*** Opening Text shown ***

Energy shortage in cells may drive toxic dopamine buildup in Parkinson’s

Scientist: Discovery reveals 'a new mechanism' underlying disease symptoms

Written by Patricia Inácio, PhD |

Samples are shown in two petri dishes via an aerial view.
  • Researchers discovered that a cellular energy shortage in Parkinson's may be an underlying disease mechanism. 
  • Impairments in dopamine processing may lead to toxicity, driving disease development.
  • These findings may lead to new strategies for the treatment of Parkinson's.

Impaired cellular energy may interfere with how dopamine — the key chemical messenger that is in short supply in Parkinson’s disease — is packaged and handled inside nerve cells, a new study has found.

According to the researchers, such disruptions, and a resulting energy shortage, may promote the formation of toxic dopamine byproducts and the buildup of abnormal alpha-synuclein protein, a hallmark of the disease.

“This discovery links an energy deficiency to the packaging of dopamine and neuron vulnerability – a new mechanism for Parkinson’s,” Lena Burbulla, PhD, a professor at the Faculty of Medicine at Ludwig-Maximilians-Universität München (LMU) in Germany and the study’s lead author, said in a LMU press release detailing the research findings.

*** Closing Text shown ***

- _Task brief_
Answer these questions from the Parkinson's article above.
(a) What does the headline name as a possible driver of toxic dopamine buildup?
(b) The buildup of which abnormal protein is called a hallmark of the disease?
(c) Where is Lena Burbulla a professor?

*** Opening Recorded information ***

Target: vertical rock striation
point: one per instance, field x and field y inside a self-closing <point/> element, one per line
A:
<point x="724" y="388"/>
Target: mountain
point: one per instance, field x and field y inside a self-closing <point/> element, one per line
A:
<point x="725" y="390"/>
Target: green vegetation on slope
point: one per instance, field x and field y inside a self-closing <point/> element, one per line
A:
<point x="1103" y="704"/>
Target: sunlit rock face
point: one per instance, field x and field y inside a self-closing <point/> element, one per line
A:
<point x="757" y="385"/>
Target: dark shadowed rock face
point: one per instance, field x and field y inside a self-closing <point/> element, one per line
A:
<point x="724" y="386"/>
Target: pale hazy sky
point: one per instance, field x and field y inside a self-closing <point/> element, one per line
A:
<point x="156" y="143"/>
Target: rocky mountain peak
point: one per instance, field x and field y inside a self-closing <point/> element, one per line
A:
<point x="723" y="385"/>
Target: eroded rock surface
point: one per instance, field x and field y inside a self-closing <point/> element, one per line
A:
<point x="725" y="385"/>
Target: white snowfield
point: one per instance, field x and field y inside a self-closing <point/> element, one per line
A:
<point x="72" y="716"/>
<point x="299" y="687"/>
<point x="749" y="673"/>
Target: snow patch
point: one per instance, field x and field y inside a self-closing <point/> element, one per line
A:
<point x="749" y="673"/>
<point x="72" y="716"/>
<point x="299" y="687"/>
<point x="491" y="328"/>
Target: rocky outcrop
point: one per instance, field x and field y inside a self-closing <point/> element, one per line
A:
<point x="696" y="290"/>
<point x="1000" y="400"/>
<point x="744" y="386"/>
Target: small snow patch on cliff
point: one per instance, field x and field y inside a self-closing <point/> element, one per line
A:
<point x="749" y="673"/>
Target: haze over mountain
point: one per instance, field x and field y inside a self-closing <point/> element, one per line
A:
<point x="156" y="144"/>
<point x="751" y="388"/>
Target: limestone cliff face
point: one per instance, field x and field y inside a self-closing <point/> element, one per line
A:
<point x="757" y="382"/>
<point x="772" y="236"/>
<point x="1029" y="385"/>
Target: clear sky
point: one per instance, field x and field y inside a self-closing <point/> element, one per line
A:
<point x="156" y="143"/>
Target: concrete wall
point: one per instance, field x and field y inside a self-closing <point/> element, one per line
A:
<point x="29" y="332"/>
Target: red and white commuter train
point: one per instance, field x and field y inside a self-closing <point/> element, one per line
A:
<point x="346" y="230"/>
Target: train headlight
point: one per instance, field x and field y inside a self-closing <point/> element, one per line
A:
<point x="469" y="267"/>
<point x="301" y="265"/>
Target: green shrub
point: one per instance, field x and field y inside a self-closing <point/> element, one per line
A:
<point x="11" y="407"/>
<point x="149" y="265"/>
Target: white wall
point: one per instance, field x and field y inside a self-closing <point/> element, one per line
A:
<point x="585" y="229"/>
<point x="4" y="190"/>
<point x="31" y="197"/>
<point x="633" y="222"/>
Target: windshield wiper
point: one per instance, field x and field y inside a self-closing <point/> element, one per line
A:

*** Closing Recorded information ***

- _Answer to the exercise_
(a) An energy shortage in cells.
(b) Alpha-synuclein.
(c) At the Faculty of Medicine at Ludwig-Maximilians-Universität München (LMU) in Germany.